- [Exercise brief]:
How many lines in the records below contain the string "ridge"? Reply with the number only.

(Coordinate labeling data)
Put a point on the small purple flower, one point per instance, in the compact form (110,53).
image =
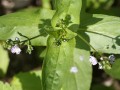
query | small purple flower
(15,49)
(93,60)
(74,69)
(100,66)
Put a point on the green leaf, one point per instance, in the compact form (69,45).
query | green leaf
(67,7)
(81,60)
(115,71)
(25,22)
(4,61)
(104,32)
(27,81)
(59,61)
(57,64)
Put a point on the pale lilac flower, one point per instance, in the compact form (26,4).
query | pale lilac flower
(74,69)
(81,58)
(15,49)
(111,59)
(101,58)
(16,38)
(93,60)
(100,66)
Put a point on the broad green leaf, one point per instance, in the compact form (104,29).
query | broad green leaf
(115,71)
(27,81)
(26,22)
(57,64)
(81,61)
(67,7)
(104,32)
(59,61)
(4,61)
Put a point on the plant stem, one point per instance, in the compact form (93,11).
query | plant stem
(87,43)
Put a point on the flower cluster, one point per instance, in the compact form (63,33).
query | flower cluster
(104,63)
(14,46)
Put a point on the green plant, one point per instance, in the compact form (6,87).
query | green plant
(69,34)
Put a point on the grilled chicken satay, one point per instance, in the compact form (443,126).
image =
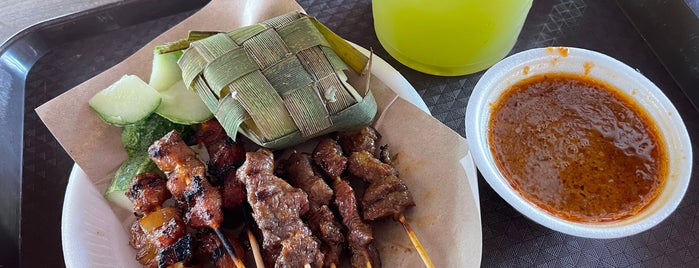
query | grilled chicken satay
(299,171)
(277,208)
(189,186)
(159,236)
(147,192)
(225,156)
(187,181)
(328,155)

==

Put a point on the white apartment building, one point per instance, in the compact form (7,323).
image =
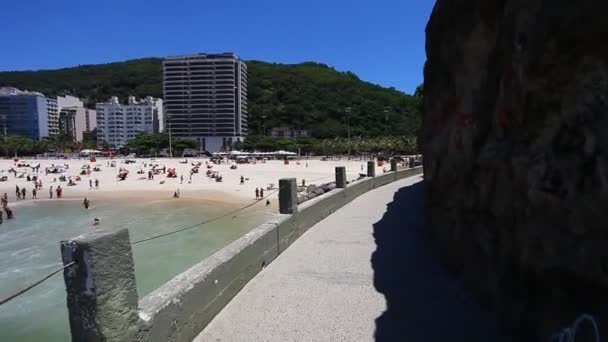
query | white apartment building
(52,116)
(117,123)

==

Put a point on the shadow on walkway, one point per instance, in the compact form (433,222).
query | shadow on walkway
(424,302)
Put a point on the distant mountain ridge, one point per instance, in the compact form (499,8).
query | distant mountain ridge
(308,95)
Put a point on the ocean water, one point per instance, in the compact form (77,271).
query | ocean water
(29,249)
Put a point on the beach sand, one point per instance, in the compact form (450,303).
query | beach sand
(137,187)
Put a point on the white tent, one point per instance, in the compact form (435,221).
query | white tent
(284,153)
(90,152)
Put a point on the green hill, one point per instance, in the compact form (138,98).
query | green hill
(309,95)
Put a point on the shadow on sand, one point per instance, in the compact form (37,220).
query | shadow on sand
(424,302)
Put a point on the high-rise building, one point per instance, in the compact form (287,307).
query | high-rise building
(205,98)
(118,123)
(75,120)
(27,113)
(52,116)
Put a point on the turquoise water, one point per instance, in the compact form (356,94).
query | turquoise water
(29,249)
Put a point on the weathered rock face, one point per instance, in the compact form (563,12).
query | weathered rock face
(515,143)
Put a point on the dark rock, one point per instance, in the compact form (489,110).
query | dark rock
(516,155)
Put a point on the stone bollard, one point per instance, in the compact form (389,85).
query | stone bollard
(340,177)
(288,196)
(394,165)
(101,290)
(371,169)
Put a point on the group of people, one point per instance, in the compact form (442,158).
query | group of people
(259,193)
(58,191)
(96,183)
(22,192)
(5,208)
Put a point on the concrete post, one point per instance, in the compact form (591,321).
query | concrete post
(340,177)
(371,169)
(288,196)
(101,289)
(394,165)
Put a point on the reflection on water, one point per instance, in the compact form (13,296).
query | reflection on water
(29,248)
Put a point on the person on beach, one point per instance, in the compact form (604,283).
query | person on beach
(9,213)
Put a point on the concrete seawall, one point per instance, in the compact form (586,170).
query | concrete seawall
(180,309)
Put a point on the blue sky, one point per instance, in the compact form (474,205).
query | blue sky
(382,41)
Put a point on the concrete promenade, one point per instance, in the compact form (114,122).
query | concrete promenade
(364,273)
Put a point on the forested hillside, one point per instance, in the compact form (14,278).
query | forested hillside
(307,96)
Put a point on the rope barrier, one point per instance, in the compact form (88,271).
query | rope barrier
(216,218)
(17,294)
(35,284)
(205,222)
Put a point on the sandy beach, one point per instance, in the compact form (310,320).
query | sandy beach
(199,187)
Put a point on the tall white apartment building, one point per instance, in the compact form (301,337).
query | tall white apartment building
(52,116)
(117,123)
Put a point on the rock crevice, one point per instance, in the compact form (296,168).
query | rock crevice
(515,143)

- [Task solution]:
2